_Passage for review:_

Those of high moral standards (aka Christians of whom Christ would want nothing to do with) are not big on prostitution. They will tell you it is a degrading profession that leads to crime, drug use, child abuse, and – other than homosexuality – is your quickest path to Hell. And despite prostitution being the world’s oldest – and most popular among customers – profession, the general view of those who engage in the commercial sex scene is that they are lonely, socially inept, ugly and often ancient losers who wouldn’t have a sex life if not for their wallet. Which may be true in Pattaya. As well as in the U.S. House of Representatives. But those who study the sex life of others shows differently. Customers of prostitutes are not that easily pigeonholed. The span all age groups and all economical levels. Some are even attractive enough they could turn a few bucks themselves by turning tricks. Which begs the question: Can something that feels so good really be all that bad?
Yup, smells like science to me.
Those men in little white coats have proved in the past that an active sex life is important to your well-being. Getting laid makes you happy (and yes, someone got a shit load of government grant money for figuring that out). We now know a regular exchange of body fluids helps strengthen your immune system too. And now, thanks to Nick Drydakis, a senior lecturer in economics at Anglia Ruskin University at Cambridge, we also know that getting lucky is also good for your wallet. No mater what that happy ending costs you.

_List of tasks:_
**1)** Repeat the part of the article on prostitution and sex research between "Those men in" and "ending costs you.", inclusive, word for word.
**2)** Pick up the article on prostitution and sex research after its final sentence and keep writing it.
The data plays no part in this.

_Collected data entries:_
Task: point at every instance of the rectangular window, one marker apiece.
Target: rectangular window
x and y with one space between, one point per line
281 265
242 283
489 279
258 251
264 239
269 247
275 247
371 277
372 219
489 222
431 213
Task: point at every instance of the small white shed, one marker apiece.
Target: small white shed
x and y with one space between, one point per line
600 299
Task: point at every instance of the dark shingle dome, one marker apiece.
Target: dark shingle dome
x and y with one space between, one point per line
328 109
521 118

_Written answers:_
**1)**
Those men in little white coats have proved in the past that an active sex life is important to your well-being. Getting laid makes you happy (and yes, someone got a shit load of government grant money for figuring that out). We now know a regular exchange of body fluids helps strengthen your immune system too. And now, thanks to Nick Drydakis, a senior lecturer in economics at Anglia Ruskin University at Cambridge, we also know that getting lucky is also good for your wallet. No mater what that happy ending costs you.

**2)**
Working with the Institute for the Study of Labor in Bonn, Germany, Drydakis found from studying the responses regarding health, sexual activity, employment status, and earnings from 7,500 people aged 26 to 50 – which included both straight and gay men – that not having enough sex can lead to loneliness, social anxiety, and depression. More importantly he found that getting laid tends to make people more confident and social, which can translate into positive professional qualities; those with a great sex life are more likely to be more confident, emotionally stable, and focused at work than someone who spends his nights crying and masturbating over a 15-year-old poster of Brad Pitt. And better yet, Drydakis’ research showed that people who have sex at least four times a week made 5% more in wages than their less sexually active counterparts.
Drydakis’ findings held true even when factors such as education and profession were taken into account. And while his research also showed people who make happy endings a regular part of their life are likely to be healthier with fewer limitations such as diabetes, heart diseases and arthritis, his study also revealed that even people who have health problems earn more if they have regular sex. Drydakis also discovered that those whose sex life really sucked earned 3.2% less than those who got off at least once or twice a week. Whodathunk orgasms could be so profitable, even when you are paying for them?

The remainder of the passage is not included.